Find "Target: tree trunk", then copy its line and every later line of the entries exactly through the end, leaving all pictures out.

[Listed entries — start]

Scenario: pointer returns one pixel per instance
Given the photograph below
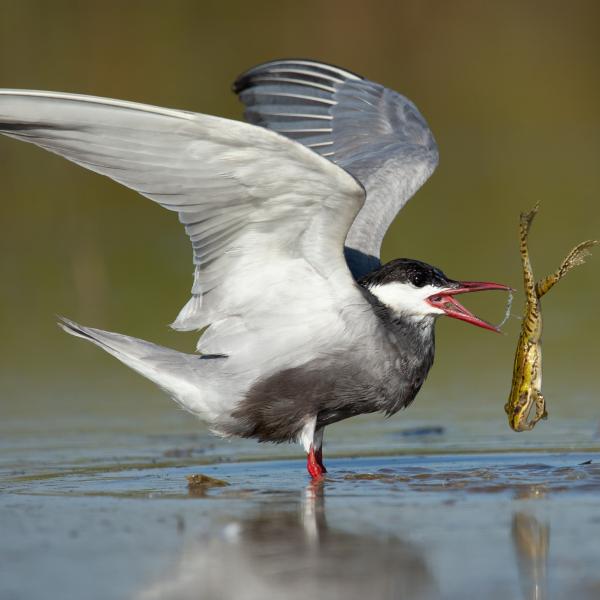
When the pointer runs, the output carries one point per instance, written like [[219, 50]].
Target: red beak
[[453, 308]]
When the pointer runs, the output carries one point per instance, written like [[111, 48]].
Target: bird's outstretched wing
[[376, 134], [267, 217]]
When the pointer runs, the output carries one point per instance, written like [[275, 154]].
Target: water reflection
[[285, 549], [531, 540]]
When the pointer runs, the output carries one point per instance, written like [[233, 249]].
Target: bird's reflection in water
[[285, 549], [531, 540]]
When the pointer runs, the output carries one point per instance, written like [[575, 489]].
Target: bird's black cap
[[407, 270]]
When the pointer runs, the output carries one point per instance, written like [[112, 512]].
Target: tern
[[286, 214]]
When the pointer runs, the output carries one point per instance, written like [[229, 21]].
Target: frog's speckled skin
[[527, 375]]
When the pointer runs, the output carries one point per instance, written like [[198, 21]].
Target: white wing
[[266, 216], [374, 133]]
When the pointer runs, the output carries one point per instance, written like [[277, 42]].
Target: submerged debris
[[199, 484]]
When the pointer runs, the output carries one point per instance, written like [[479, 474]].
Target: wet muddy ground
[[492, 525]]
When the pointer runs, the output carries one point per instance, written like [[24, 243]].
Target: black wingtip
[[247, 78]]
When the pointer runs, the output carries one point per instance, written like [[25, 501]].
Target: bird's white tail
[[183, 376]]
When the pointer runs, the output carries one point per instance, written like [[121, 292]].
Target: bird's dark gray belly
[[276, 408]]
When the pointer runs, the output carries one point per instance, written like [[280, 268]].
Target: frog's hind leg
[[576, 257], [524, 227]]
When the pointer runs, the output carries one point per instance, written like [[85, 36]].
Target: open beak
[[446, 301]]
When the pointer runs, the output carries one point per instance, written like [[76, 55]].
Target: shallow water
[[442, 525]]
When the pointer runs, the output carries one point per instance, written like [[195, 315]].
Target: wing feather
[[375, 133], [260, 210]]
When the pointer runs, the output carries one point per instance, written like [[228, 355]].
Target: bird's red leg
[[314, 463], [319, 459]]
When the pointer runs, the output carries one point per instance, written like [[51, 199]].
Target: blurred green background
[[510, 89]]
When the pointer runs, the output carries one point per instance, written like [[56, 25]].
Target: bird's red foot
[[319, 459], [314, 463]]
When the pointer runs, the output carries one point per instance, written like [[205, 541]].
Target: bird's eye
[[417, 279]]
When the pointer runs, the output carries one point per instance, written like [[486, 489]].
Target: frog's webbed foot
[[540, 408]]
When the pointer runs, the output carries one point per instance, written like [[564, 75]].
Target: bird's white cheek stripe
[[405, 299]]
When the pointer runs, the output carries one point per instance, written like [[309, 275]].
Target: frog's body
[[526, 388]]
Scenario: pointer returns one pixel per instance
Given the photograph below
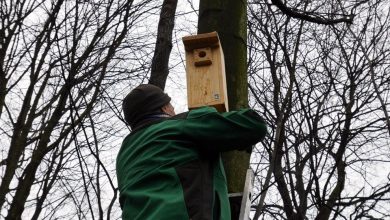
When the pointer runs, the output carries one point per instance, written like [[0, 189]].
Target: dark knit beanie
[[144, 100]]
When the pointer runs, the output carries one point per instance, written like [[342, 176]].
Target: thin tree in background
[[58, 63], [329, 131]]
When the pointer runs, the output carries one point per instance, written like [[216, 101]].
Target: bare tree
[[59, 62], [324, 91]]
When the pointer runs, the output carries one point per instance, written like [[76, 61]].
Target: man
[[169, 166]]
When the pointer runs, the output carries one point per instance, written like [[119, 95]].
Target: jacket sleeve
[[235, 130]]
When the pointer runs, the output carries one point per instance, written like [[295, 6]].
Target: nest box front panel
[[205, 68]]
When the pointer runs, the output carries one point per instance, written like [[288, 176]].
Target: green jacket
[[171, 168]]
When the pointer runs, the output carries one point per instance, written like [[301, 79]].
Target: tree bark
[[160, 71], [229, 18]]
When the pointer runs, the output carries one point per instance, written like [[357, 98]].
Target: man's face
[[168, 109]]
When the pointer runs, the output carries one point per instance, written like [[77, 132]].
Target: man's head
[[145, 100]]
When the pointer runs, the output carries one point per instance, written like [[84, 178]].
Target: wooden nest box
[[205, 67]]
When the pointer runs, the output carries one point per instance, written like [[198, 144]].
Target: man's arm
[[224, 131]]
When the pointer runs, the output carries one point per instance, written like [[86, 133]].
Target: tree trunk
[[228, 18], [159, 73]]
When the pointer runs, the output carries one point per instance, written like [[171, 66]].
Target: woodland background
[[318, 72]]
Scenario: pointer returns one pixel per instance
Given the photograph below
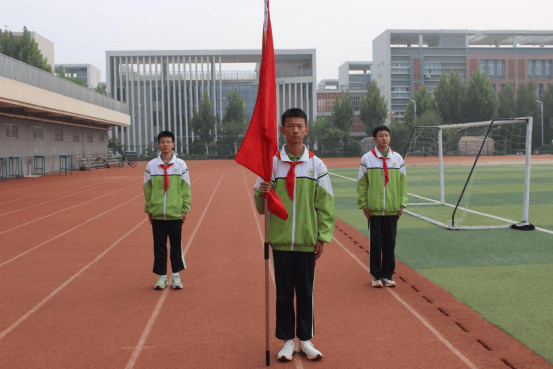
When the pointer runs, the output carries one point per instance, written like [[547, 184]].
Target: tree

[Listed entries — finish]

Task result:
Target: tree trunk
[[228, 18], [159, 73]]
When the pointer runs, the output carries one point per instance, written like [[171, 66]].
Target: woodland background
[[318, 72]]
Scenario: pointer returns one pixel per instance
Given the photograph below
When the pointer runs, the output carries one point per instance, written like [[547, 184]].
Target: tree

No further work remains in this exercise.